▶ [Passage to read]:
■ ■ ■ ■ ■
A thorough and objective knowledge of the natural history of vascular disease (and of vascular interventions) is the essential underpinning of vascular surgery. This knowledge enables us to dispassionately select the patients most likely to benefit from intervention and the interventions most likely to help our patients. Pearce and associates have presented a well conceived, but ultimately flawed, study designed to clarify the natural history of renal atherosclerosis. The data show a low rate of incidence and progression of renal artery disease in the study population.
The authors’ thoughtful discussion points out the three major difficulties in this report: the low rate of follow-up (14.3%), the “healthy cohort” effect, and the challenges inherent in longitudinal observational studies using noninvasive technology, even in the best of hands. There is no question that the group under study in this report was a healthy cohort, and, therefore, the prior probability of significant renal arterial disease in the study group was low. Thus, the likely high false-positive rate seen in the initial renal duplex scans in this report would be expected by Bayes’ theorem. The authors cite other potential methodologic problems, including drift in diagnostic criteria and changes in personnel and equipment. The combined effect of these considerations is an underpowered study with some degree of diagnostic uncertainty.
Despite these shortcomings, these data are among the best available today to define the incidence and rate of progression of renal arterial disease in unselected subsets of the elderly. This article clearly supports the contention that there is no justification for duplex screening of the renal arteries in the elderly in the absence of clinical features suggesting a higher incidence of disease. Unfortunately, these data shed no light on the natural history of the renal artery stenoses that vascular specialists encounter frequently in practice: those occurring in patients with severe hypertension, moderate renal insufficiency, and/or significant symptomatic systemic atherosclerosis. Published reports of highly selected subsets of these patients show much higher incidences and rates of progression of renal artery disease but suffer from analogous selection bias, as well as methodologic and statistical issues.
■ ■ ■ ■ ■
▶ [Study questions]:
a) Answer these from the passage on renal atherosclerosis:
(i) What was the rate of follow-up in the report?
(ii) What rate of incidence and progression of renal artery disease do the data show in the study population?
(iii) For what does the article clearly support the contention that there is no justification, absent clinical features suggesting a higher incidence of disease?
b) Revise the passage on renal atherosclerosis from "A thorough and" down to "the study population.", changing "natural history" to "clinical course" wherever it occurs.
■ ■ ■ ■ ■
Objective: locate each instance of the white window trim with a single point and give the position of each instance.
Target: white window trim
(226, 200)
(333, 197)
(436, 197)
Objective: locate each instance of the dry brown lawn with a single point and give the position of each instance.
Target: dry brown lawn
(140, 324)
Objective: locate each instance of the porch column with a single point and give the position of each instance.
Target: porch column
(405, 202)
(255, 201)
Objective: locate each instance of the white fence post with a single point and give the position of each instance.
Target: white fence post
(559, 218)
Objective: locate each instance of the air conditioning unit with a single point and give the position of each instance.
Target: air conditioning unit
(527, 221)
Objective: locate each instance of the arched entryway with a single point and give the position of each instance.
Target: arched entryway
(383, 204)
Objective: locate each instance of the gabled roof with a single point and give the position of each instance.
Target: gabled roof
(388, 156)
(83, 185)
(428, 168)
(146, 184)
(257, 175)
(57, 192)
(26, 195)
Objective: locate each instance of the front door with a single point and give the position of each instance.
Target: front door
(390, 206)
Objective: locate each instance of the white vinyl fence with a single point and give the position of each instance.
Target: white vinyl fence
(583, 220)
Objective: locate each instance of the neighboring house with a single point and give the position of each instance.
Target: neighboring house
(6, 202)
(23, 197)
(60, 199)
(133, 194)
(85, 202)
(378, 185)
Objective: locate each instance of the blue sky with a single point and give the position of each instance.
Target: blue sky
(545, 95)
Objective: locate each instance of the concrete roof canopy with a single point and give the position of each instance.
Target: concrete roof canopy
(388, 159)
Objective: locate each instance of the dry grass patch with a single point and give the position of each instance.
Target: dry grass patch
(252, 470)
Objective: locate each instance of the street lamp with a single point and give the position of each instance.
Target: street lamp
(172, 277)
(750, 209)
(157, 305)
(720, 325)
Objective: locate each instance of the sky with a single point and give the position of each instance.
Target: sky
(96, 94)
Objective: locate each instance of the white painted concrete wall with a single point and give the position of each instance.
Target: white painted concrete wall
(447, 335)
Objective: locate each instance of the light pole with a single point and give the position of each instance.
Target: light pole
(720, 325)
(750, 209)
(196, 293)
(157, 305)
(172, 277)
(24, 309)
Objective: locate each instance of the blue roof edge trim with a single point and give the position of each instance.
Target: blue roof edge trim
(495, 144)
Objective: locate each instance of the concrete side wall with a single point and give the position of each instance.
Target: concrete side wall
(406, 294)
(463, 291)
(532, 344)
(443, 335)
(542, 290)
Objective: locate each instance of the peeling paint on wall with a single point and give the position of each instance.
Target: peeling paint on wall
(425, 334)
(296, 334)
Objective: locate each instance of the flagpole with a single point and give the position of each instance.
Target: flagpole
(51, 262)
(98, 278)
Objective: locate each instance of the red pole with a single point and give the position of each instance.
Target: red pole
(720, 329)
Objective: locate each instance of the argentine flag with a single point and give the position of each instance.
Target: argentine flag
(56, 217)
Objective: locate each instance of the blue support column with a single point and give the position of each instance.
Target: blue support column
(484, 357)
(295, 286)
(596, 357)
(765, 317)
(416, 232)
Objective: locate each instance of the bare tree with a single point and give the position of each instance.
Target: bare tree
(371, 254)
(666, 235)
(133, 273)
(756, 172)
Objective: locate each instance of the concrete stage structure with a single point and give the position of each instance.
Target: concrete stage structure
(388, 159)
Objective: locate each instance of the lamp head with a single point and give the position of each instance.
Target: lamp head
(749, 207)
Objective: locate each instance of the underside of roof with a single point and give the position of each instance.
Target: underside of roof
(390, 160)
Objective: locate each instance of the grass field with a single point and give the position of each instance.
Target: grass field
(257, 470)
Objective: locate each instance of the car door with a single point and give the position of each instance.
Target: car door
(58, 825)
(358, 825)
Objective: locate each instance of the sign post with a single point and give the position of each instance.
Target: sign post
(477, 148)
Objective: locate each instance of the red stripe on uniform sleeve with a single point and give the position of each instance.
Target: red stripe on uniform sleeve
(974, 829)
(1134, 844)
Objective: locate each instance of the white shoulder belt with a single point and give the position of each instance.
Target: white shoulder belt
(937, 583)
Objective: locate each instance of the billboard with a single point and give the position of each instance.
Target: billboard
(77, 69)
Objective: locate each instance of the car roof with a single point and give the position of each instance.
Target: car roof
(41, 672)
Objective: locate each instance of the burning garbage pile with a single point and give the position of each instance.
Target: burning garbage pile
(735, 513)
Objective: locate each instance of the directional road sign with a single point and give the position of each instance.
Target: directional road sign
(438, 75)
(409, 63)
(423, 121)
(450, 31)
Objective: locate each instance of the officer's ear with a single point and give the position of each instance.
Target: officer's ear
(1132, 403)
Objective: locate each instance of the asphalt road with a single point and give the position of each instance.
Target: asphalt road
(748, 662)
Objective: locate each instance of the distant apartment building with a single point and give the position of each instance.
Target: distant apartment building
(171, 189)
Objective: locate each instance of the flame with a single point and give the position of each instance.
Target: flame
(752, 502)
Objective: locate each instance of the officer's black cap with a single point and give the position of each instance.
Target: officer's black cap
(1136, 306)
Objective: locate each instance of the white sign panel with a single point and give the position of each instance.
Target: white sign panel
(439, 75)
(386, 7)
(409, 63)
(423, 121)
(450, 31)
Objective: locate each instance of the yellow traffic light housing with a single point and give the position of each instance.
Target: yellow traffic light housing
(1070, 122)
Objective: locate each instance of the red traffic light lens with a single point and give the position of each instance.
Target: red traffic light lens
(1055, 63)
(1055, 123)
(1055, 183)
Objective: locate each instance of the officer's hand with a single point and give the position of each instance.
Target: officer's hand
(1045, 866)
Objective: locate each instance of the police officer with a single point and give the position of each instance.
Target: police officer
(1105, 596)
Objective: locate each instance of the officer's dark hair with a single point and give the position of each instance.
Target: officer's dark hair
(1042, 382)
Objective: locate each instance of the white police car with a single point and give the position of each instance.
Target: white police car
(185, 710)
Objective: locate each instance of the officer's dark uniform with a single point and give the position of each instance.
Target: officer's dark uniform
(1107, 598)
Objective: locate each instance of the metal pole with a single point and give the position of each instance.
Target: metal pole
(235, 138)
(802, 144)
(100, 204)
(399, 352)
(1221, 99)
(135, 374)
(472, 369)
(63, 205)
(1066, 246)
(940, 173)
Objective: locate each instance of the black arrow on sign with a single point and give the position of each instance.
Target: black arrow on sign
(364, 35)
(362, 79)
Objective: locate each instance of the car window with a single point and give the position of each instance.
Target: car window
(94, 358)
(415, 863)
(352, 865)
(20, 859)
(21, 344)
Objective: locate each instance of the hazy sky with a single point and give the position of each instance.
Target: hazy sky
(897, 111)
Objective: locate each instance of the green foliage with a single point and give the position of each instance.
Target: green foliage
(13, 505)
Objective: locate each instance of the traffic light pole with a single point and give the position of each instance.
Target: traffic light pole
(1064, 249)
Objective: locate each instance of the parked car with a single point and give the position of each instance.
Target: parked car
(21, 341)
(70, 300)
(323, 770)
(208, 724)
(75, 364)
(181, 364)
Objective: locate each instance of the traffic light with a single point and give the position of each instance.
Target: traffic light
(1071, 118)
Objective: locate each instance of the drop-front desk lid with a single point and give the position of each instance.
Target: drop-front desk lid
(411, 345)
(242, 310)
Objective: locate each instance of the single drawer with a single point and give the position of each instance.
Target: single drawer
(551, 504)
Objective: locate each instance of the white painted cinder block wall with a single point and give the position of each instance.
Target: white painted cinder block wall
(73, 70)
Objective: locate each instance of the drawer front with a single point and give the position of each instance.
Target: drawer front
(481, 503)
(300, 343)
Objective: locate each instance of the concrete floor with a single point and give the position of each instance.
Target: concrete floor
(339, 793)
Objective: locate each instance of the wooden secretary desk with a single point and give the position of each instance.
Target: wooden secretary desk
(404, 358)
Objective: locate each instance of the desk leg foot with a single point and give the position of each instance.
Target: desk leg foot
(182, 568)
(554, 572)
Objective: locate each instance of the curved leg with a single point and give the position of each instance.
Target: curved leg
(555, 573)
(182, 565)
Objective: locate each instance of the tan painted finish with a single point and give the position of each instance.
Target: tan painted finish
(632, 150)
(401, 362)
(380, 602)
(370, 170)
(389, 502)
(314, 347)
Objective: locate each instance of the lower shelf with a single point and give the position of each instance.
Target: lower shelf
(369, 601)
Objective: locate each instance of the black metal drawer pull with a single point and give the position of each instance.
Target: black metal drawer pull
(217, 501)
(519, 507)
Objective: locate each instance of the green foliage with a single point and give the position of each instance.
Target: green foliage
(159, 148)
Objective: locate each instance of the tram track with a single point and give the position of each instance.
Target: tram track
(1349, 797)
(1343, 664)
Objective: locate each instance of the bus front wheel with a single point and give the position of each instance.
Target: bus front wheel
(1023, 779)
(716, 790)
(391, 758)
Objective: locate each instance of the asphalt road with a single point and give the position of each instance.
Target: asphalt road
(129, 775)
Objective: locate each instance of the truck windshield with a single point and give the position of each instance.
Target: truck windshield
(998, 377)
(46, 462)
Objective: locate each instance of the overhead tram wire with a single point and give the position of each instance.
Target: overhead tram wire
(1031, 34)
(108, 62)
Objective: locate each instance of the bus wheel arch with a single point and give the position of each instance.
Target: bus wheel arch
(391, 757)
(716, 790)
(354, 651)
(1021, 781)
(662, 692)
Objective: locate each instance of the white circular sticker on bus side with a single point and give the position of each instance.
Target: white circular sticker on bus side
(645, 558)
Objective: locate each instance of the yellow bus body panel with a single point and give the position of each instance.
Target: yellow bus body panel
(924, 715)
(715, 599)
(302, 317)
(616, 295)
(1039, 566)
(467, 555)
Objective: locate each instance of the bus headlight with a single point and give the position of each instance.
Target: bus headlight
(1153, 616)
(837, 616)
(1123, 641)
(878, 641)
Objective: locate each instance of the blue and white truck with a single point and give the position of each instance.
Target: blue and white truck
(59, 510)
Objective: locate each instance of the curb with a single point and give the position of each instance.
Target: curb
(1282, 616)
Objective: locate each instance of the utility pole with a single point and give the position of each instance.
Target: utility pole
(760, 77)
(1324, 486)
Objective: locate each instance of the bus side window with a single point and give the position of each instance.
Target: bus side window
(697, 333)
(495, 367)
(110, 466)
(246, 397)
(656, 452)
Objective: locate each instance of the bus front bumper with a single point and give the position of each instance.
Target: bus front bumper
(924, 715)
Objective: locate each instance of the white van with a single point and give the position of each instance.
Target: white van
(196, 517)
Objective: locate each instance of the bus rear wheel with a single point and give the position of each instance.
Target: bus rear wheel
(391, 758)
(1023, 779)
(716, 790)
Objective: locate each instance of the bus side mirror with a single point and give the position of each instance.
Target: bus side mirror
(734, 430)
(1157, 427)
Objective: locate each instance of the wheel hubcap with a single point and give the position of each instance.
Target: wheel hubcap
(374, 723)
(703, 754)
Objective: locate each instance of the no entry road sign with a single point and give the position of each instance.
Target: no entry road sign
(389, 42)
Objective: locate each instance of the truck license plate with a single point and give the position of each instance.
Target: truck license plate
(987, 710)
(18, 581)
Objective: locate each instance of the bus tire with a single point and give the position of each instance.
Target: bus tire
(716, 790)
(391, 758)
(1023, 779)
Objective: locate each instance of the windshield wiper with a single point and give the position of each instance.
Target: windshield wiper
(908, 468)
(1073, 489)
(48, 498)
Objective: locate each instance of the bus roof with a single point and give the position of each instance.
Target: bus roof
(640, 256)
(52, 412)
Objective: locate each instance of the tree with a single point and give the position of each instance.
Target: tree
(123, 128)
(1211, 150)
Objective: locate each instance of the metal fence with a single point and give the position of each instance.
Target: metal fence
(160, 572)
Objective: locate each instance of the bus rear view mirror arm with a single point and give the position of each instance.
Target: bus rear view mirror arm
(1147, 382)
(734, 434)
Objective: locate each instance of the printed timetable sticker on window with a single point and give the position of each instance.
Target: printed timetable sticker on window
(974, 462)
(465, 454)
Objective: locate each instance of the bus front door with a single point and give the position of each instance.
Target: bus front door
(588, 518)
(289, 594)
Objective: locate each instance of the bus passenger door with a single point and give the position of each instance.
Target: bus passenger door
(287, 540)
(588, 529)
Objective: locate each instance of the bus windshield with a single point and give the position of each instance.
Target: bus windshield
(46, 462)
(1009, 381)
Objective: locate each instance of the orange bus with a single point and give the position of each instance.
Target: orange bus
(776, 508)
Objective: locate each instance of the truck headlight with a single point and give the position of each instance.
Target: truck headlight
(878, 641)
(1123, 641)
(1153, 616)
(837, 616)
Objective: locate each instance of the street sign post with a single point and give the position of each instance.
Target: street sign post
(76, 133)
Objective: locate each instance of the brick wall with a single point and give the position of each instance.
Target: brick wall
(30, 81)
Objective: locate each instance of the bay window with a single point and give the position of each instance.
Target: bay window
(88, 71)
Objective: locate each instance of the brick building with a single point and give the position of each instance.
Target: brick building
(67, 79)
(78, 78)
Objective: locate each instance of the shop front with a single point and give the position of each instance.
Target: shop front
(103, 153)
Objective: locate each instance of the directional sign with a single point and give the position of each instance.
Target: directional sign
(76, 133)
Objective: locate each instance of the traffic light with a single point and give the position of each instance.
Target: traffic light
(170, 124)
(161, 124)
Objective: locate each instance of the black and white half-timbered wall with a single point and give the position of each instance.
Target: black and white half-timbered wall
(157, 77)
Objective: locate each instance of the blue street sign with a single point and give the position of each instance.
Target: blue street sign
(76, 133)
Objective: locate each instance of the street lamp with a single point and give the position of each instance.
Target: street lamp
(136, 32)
■ ■ ■ ■ ■
▶ [List of answers]:
a)
(i) 14.3%
(ii) A low rate
(iii) Duplex screening of the renal arteries in the elderly

b)
A thorough and objective knowledge of the clinical course of vascular disease (and of vascular interventions) is the essential underpinning of vascular surgery. This knowledge enables us to dispassionately select the patients most likely to benefit from intervention and the interventions most likely to help our patients. Pearce and associates have presented a well conceived, but ultimately flawed, study designed to clarify the clinical course of renal atherosclerosis. The data show a low rate of incidence and progression of renal artery disease in the study population.